◆ Information:
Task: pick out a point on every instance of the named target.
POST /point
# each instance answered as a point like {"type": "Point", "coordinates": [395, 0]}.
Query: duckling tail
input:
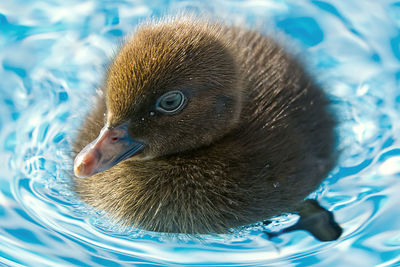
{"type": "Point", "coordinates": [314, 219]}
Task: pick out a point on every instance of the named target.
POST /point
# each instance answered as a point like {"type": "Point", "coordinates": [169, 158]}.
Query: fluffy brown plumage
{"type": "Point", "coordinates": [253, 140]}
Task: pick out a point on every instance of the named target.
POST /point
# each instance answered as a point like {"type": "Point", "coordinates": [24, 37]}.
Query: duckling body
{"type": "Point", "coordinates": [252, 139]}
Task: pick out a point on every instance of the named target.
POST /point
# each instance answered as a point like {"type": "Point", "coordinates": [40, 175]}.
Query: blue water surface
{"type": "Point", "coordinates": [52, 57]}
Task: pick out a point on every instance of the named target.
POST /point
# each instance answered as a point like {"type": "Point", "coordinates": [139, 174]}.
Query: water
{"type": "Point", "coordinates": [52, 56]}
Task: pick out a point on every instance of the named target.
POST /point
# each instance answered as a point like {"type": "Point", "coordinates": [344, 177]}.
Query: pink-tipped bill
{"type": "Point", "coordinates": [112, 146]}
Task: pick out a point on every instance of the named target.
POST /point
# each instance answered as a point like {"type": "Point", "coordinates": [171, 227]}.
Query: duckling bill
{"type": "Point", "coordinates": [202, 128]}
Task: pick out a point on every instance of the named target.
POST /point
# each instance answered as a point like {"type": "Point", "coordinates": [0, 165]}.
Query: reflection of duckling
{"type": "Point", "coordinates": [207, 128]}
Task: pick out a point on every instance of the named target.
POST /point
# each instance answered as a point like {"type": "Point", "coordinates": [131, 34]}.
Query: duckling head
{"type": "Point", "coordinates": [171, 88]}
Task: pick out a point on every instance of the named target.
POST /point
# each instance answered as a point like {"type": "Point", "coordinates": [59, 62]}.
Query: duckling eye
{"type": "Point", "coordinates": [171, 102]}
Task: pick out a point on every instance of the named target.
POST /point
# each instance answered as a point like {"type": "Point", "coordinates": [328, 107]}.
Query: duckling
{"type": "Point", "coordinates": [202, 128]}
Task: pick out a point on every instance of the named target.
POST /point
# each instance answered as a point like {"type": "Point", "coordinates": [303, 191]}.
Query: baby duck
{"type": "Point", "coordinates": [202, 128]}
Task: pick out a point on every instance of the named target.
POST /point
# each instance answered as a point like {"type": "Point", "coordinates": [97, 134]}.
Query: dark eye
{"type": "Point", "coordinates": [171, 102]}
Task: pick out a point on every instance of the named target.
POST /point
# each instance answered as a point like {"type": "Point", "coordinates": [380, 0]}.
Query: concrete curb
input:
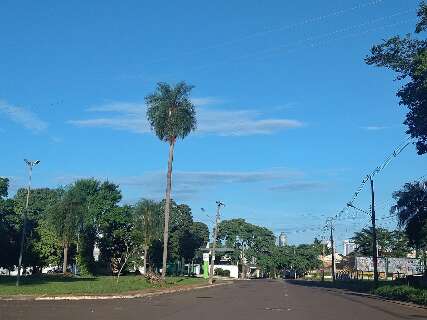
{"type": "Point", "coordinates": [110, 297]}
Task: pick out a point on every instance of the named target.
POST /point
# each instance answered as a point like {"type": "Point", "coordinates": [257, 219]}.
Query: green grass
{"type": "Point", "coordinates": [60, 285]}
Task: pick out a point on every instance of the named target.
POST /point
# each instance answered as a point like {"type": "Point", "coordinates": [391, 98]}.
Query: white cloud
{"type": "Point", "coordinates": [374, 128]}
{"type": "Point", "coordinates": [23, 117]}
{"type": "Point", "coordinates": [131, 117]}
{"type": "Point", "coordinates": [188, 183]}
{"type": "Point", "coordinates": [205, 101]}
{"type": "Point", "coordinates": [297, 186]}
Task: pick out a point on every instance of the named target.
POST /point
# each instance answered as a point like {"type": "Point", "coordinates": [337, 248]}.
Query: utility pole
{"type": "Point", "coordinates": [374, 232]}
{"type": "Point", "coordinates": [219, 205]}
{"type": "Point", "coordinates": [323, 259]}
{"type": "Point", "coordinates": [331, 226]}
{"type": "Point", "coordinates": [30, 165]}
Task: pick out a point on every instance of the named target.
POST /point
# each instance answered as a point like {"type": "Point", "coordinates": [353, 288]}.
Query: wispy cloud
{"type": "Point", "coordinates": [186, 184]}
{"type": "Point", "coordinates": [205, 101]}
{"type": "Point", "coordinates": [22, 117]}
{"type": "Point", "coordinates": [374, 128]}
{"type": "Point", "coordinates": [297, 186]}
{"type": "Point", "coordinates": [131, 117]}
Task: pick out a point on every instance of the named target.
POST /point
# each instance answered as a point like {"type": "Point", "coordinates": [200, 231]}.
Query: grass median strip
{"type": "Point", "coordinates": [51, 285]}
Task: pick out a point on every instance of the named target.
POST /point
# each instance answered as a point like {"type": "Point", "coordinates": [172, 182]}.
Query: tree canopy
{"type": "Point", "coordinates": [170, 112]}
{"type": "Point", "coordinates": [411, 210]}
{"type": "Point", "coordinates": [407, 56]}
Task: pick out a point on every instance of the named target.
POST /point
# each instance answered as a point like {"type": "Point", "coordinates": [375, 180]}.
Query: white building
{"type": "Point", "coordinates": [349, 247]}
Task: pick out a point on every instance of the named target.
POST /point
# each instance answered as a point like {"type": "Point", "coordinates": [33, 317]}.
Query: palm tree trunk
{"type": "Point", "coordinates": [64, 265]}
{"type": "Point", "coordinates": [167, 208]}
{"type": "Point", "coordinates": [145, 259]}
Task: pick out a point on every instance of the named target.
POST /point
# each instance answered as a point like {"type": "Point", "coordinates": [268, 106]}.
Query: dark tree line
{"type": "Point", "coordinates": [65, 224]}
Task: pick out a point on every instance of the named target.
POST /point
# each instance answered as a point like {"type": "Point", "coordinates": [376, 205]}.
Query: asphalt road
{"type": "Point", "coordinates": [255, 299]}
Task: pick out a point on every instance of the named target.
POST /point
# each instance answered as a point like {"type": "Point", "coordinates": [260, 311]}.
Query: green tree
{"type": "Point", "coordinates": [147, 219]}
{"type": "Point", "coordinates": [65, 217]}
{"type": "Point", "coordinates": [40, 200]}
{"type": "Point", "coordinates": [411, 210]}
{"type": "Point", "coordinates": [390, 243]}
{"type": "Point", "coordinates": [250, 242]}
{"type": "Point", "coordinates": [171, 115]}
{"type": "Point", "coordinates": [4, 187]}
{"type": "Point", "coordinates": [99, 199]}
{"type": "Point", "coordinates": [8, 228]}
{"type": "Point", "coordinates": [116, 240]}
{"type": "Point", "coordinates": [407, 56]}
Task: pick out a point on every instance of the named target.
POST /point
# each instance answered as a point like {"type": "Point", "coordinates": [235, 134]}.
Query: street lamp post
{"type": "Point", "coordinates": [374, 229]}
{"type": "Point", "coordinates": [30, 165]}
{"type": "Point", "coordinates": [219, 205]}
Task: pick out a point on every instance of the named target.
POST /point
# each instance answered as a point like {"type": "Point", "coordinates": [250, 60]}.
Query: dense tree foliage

◆ Your objective:
Omit every picture while copying the listing above exactly.

◆ Solution to this exercise:
Task: pick out a point on every instance of the named target.
POST /point
# each instance answered as a point like {"type": "Point", "coordinates": [395, 0]}.
Query: duckling tail
input:
{"type": "Point", "coordinates": [314, 219]}
Task: pick out a point on every instance of the named target.
POST /point
# each instance answered as a point like {"type": "Point", "coordinates": [169, 158]}.
Query: fluffy brown plumage
{"type": "Point", "coordinates": [253, 140]}
Task: pick out a point on every instance of the named target.
POST /point
# each instance answered as a point like {"type": "Point", "coordinates": [24, 37]}.
Query: duckling body
{"type": "Point", "coordinates": [252, 139]}
Task: pick out a point on every instance of the named target.
POST /point
# each instance answered as a point like {"type": "Point", "coordinates": [40, 175]}.
Query: blue water surface
{"type": "Point", "coordinates": [52, 57]}
Task: pick out a point on every instance of the named target.
POST /point
# each instance answered as a point like {"type": "Point", "coordinates": [139, 174]}.
Query: water
{"type": "Point", "coordinates": [52, 56]}
Task: pick out a point on every instance of the named target.
POST /point
# each instance answered as a point like {"type": "Point", "coordinates": [344, 177]}.
Query: pink-tipped bill
{"type": "Point", "coordinates": [112, 146]}
Task: pick out a point on every instance of the named target.
POST /point
# each instance answered as a point like {"type": "Point", "coordinates": [171, 227]}.
Query: duckling bill
{"type": "Point", "coordinates": [202, 128]}
Task: pick out a point on every instance of the named target.
POST /point
# each instance answered as a point like {"type": "Point", "coordinates": [0, 165]}.
Query: reflection of duckling
{"type": "Point", "coordinates": [207, 128]}
Task: pick out a point on every instance of the named target.
POST /point
# each instance answered as a point like {"type": "Point", "coordinates": [131, 34]}.
Query: duckling head
{"type": "Point", "coordinates": [171, 88]}
Task: pick out a point on every instance of the named target.
POST /point
# each instance answered as a point like {"type": "Point", "coordinates": [59, 62]}.
Query: duckling eye
{"type": "Point", "coordinates": [171, 102]}
Task: pick out a point on every instance of the named target.
POST /point
# each instance answered as a point like {"type": "Point", "coordinates": [328, 107]}.
Query: duckling
{"type": "Point", "coordinates": [202, 128]}
Task: pick out a point on every instance of the named target.
POST /point
# each instance answered as a point like {"type": "Point", "coordinates": [303, 191]}.
Query: baby duck
{"type": "Point", "coordinates": [202, 128]}
Task: pick out a point on every instance of the named target.
POST /point
# each instance answered as a point like {"type": "Point", "coordinates": [97, 134]}.
Query: dark eye
{"type": "Point", "coordinates": [171, 102]}
Task: pick out a point on every instance of the named target.
POST /point
# each instance answered as a point like {"type": "Point", "coordinates": [380, 0]}.
Query: concrete curb
input:
{"type": "Point", "coordinates": [110, 297]}
Task: pick out a point on every instance of the named target.
POST /point
# each instance answered as a point like {"type": "Point", "coordinates": [257, 219]}.
Query: green grass
{"type": "Point", "coordinates": [60, 285]}
Task: pick out a point on every instance of the named target.
POST /point
# each instance answered as a point like {"type": "Point", "coordinates": [391, 98]}.
Query: white cloud
{"type": "Point", "coordinates": [374, 128]}
{"type": "Point", "coordinates": [23, 117]}
{"type": "Point", "coordinates": [131, 117]}
{"type": "Point", "coordinates": [188, 183]}
{"type": "Point", "coordinates": [205, 101]}
{"type": "Point", "coordinates": [297, 186]}
Task: pick out a point on every instance of the named target.
POST /point
# each instance answered as a point like {"type": "Point", "coordinates": [337, 248]}.
Query: utility pole
{"type": "Point", "coordinates": [374, 232]}
{"type": "Point", "coordinates": [219, 205]}
{"type": "Point", "coordinates": [323, 259]}
{"type": "Point", "coordinates": [331, 226]}
{"type": "Point", "coordinates": [30, 165]}
Task: pick out a point on every instance of the named target.
POST /point
# each instance answered as a point like {"type": "Point", "coordinates": [353, 288]}.
Query: wispy cloud
{"type": "Point", "coordinates": [186, 184]}
{"type": "Point", "coordinates": [205, 101]}
{"type": "Point", "coordinates": [22, 117]}
{"type": "Point", "coordinates": [374, 128]}
{"type": "Point", "coordinates": [297, 186]}
{"type": "Point", "coordinates": [131, 117]}
Task: pick out a point on every instance of the named target.
POST /point
# each instance answered as a point like {"type": "Point", "coordinates": [200, 231]}.
Query: grass median strip
{"type": "Point", "coordinates": [51, 285]}
Task: pick out a point on every instance of the named target.
POST /point
# each instance answered as a point like {"type": "Point", "coordinates": [172, 182]}.
Query: tree canopy
{"type": "Point", "coordinates": [170, 112]}
{"type": "Point", "coordinates": [411, 210]}
{"type": "Point", "coordinates": [407, 56]}
Task: pick out a point on every instance of the named target.
POST /point
# each instance answered as a point like {"type": "Point", "coordinates": [375, 180]}.
Query: white building
{"type": "Point", "coordinates": [349, 247]}
Task: pick out a point on every instance of the named target.
POST /point
# each instance answered as a point like {"type": "Point", "coordinates": [33, 317]}.
Query: palm tree trunk
{"type": "Point", "coordinates": [64, 265]}
{"type": "Point", "coordinates": [167, 208]}
{"type": "Point", "coordinates": [145, 259]}
Task: pick out a point on every instance of the named target.
POST /point
# each instance answered as a point like {"type": "Point", "coordinates": [268, 106]}.
Query: dark tree line
{"type": "Point", "coordinates": [65, 224]}
Task: pick out a point on every instance of the named target.
POST /point
# each instance answered as a point like {"type": "Point", "coordinates": [376, 205]}.
Query: asphalt road
{"type": "Point", "coordinates": [255, 299]}
Task: pick out a point on every instance of the named target.
POST /point
# each instance answered as a point like {"type": "Point", "coordinates": [260, 311]}.
Query: green tree
{"type": "Point", "coordinates": [147, 219]}
{"type": "Point", "coordinates": [65, 217]}
{"type": "Point", "coordinates": [40, 200]}
{"type": "Point", "coordinates": [411, 210]}
{"type": "Point", "coordinates": [390, 243]}
{"type": "Point", "coordinates": [250, 242]}
{"type": "Point", "coordinates": [171, 115]}
{"type": "Point", "coordinates": [4, 187]}
{"type": "Point", "coordinates": [99, 199]}
{"type": "Point", "coordinates": [8, 228]}
{"type": "Point", "coordinates": [116, 240]}
{"type": "Point", "coordinates": [407, 56]}
Task: pick out a point on every instance of the named target.
POST /point
# each instance answered as a point like {"type": "Point", "coordinates": [235, 134]}.
Query: street lamp post
{"type": "Point", "coordinates": [374, 229]}
{"type": "Point", "coordinates": [30, 165]}
{"type": "Point", "coordinates": [219, 205]}
Task: pick out a point on every instance of the named target.
POST /point
# each instance answered as a point like {"type": "Point", "coordinates": [250, 60]}.
Query: dense tree foliage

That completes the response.